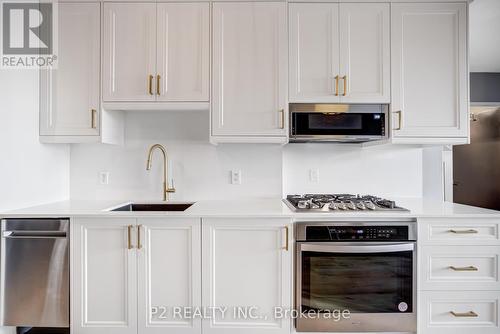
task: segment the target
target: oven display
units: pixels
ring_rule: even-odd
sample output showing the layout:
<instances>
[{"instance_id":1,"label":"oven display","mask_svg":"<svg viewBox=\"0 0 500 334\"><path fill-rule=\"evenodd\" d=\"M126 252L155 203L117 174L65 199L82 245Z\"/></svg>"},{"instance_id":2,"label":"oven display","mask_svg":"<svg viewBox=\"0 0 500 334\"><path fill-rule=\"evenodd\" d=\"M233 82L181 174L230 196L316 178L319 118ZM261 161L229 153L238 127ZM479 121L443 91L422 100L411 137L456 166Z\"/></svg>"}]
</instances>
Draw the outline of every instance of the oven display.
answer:
<instances>
[{"instance_id":1,"label":"oven display","mask_svg":"<svg viewBox=\"0 0 500 334\"><path fill-rule=\"evenodd\" d=\"M306 239L312 241L408 240L407 226L308 226Z\"/></svg>"}]
</instances>

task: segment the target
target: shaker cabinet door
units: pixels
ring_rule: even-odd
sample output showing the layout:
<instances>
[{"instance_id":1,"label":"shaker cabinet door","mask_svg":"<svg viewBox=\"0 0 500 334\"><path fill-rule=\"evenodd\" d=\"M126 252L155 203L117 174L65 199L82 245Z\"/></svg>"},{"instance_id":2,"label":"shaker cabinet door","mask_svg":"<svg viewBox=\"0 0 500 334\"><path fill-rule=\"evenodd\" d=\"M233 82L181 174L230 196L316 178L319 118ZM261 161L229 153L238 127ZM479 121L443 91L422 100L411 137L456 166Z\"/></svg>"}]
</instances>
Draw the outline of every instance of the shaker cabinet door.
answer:
<instances>
[{"instance_id":1,"label":"shaker cabinet door","mask_svg":"<svg viewBox=\"0 0 500 334\"><path fill-rule=\"evenodd\" d=\"M58 67L40 70L40 136L99 136L100 5L58 8Z\"/></svg>"},{"instance_id":2,"label":"shaker cabinet door","mask_svg":"<svg viewBox=\"0 0 500 334\"><path fill-rule=\"evenodd\" d=\"M137 334L135 221L72 220L73 334Z\"/></svg>"},{"instance_id":3,"label":"shaker cabinet door","mask_svg":"<svg viewBox=\"0 0 500 334\"><path fill-rule=\"evenodd\" d=\"M340 4L340 100L390 103L388 3Z\"/></svg>"},{"instance_id":4,"label":"shaker cabinet door","mask_svg":"<svg viewBox=\"0 0 500 334\"><path fill-rule=\"evenodd\" d=\"M213 4L212 135L286 136L286 3Z\"/></svg>"},{"instance_id":5,"label":"shaker cabinet door","mask_svg":"<svg viewBox=\"0 0 500 334\"><path fill-rule=\"evenodd\" d=\"M201 307L201 227L197 218L138 219L140 334L200 334L201 319L174 308Z\"/></svg>"},{"instance_id":6,"label":"shaker cabinet door","mask_svg":"<svg viewBox=\"0 0 500 334\"><path fill-rule=\"evenodd\" d=\"M209 3L159 3L158 101L209 100Z\"/></svg>"},{"instance_id":7,"label":"shaker cabinet door","mask_svg":"<svg viewBox=\"0 0 500 334\"><path fill-rule=\"evenodd\" d=\"M104 3L104 102L155 100L156 4Z\"/></svg>"},{"instance_id":8,"label":"shaker cabinet door","mask_svg":"<svg viewBox=\"0 0 500 334\"><path fill-rule=\"evenodd\" d=\"M467 4L392 4L393 137L468 136Z\"/></svg>"},{"instance_id":9,"label":"shaker cabinet door","mask_svg":"<svg viewBox=\"0 0 500 334\"><path fill-rule=\"evenodd\" d=\"M291 306L289 224L288 219L203 220L203 306L227 307L224 316L203 320L203 333L290 333L291 319L273 312Z\"/></svg>"},{"instance_id":10,"label":"shaker cabinet door","mask_svg":"<svg viewBox=\"0 0 500 334\"><path fill-rule=\"evenodd\" d=\"M290 3L290 102L339 102L339 4Z\"/></svg>"}]
</instances>

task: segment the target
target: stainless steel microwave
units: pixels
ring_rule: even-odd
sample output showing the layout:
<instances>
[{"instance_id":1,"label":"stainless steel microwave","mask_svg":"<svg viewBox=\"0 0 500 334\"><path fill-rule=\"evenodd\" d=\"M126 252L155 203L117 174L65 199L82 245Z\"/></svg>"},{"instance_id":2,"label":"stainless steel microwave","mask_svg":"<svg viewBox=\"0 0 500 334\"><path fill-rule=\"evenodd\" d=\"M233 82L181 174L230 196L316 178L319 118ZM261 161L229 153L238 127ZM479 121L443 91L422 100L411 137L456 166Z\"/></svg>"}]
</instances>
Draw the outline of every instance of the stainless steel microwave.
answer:
<instances>
[{"instance_id":1,"label":"stainless steel microwave","mask_svg":"<svg viewBox=\"0 0 500 334\"><path fill-rule=\"evenodd\" d=\"M386 104L290 104L290 142L364 143L388 138Z\"/></svg>"}]
</instances>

- - -

**WORK TASK:**
Retype the listing exactly. Leave the pictures out.

**YOUR RESPONSE:**
task: segment the target
target: oven display
units: pixels
ring_rule: even-odd
sample output showing the layout:
<instances>
[{"instance_id":1,"label":"oven display","mask_svg":"<svg viewBox=\"0 0 500 334\"><path fill-rule=\"evenodd\" d=\"M126 252L155 203L117 174L65 199L82 245Z\"/></svg>"},{"instance_id":2,"label":"oven display","mask_svg":"<svg viewBox=\"0 0 500 334\"><path fill-rule=\"evenodd\" d=\"M233 82L181 174L230 196L316 178L319 118ZM261 161L229 153L238 127ZM479 121L443 91L422 100L411 137L456 166Z\"/></svg>"}]
</instances>
Draw the outline of every instance of the oven display.
answer:
<instances>
[{"instance_id":1,"label":"oven display","mask_svg":"<svg viewBox=\"0 0 500 334\"><path fill-rule=\"evenodd\" d=\"M306 239L312 241L408 240L407 226L308 226Z\"/></svg>"}]
</instances>

task: segment the target
target: shaker cabinet door
units: pixels
ring_rule: even-odd
sample output showing the layout:
<instances>
[{"instance_id":1,"label":"shaker cabinet door","mask_svg":"<svg viewBox=\"0 0 500 334\"><path fill-rule=\"evenodd\" d=\"M126 252L155 203L117 174L65 199L82 245Z\"/></svg>"},{"instance_id":2,"label":"shaker cabinet door","mask_svg":"<svg viewBox=\"0 0 500 334\"><path fill-rule=\"evenodd\" d=\"M233 82L181 174L230 196L316 178L319 118ZM261 161L229 153L238 127ZM479 121L443 91L422 100L411 137L456 166Z\"/></svg>"}]
</instances>
Draw the outline of every instance of the shaker cabinet door.
answer:
<instances>
[{"instance_id":1,"label":"shaker cabinet door","mask_svg":"<svg viewBox=\"0 0 500 334\"><path fill-rule=\"evenodd\" d=\"M58 67L40 70L40 136L99 136L100 5L58 8Z\"/></svg>"},{"instance_id":2,"label":"shaker cabinet door","mask_svg":"<svg viewBox=\"0 0 500 334\"><path fill-rule=\"evenodd\" d=\"M137 334L135 221L72 220L73 334Z\"/></svg>"},{"instance_id":3,"label":"shaker cabinet door","mask_svg":"<svg viewBox=\"0 0 500 334\"><path fill-rule=\"evenodd\" d=\"M340 4L340 100L390 103L388 3Z\"/></svg>"},{"instance_id":4,"label":"shaker cabinet door","mask_svg":"<svg viewBox=\"0 0 500 334\"><path fill-rule=\"evenodd\" d=\"M213 4L212 135L286 136L286 3Z\"/></svg>"},{"instance_id":5,"label":"shaker cabinet door","mask_svg":"<svg viewBox=\"0 0 500 334\"><path fill-rule=\"evenodd\" d=\"M201 307L201 227L197 218L138 219L140 334L200 334L201 319L174 308Z\"/></svg>"},{"instance_id":6,"label":"shaker cabinet door","mask_svg":"<svg viewBox=\"0 0 500 334\"><path fill-rule=\"evenodd\" d=\"M209 3L159 3L158 101L209 100Z\"/></svg>"},{"instance_id":7,"label":"shaker cabinet door","mask_svg":"<svg viewBox=\"0 0 500 334\"><path fill-rule=\"evenodd\" d=\"M104 3L104 102L155 100L156 4Z\"/></svg>"},{"instance_id":8,"label":"shaker cabinet door","mask_svg":"<svg viewBox=\"0 0 500 334\"><path fill-rule=\"evenodd\" d=\"M467 4L392 4L393 137L468 136Z\"/></svg>"},{"instance_id":9,"label":"shaker cabinet door","mask_svg":"<svg viewBox=\"0 0 500 334\"><path fill-rule=\"evenodd\" d=\"M291 306L289 224L288 219L203 220L203 306L227 307L224 316L203 320L203 333L290 333L291 319L273 312Z\"/></svg>"},{"instance_id":10,"label":"shaker cabinet door","mask_svg":"<svg viewBox=\"0 0 500 334\"><path fill-rule=\"evenodd\" d=\"M290 3L290 102L339 102L339 4Z\"/></svg>"}]
</instances>

task: segment the target
target: stainless steel microwave
units: pixels
ring_rule: even-odd
sample output showing the layout:
<instances>
[{"instance_id":1,"label":"stainless steel microwave","mask_svg":"<svg viewBox=\"0 0 500 334\"><path fill-rule=\"evenodd\" d=\"M126 252L155 203L117 174L65 199L82 245Z\"/></svg>"},{"instance_id":2,"label":"stainless steel microwave","mask_svg":"<svg viewBox=\"0 0 500 334\"><path fill-rule=\"evenodd\" d=\"M233 82L181 174L230 196L316 178L319 118ZM261 161L229 153L238 127ZM479 121L443 91L422 100L411 137L456 166Z\"/></svg>"}]
</instances>
Draw the outline of every instance of the stainless steel microwave.
answer:
<instances>
[{"instance_id":1,"label":"stainless steel microwave","mask_svg":"<svg viewBox=\"0 0 500 334\"><path fill-rule=\"evenodd\" d=\"M386 104L290 104L290 142L364 143L388 138Z\"/></svg>"}]
</instances>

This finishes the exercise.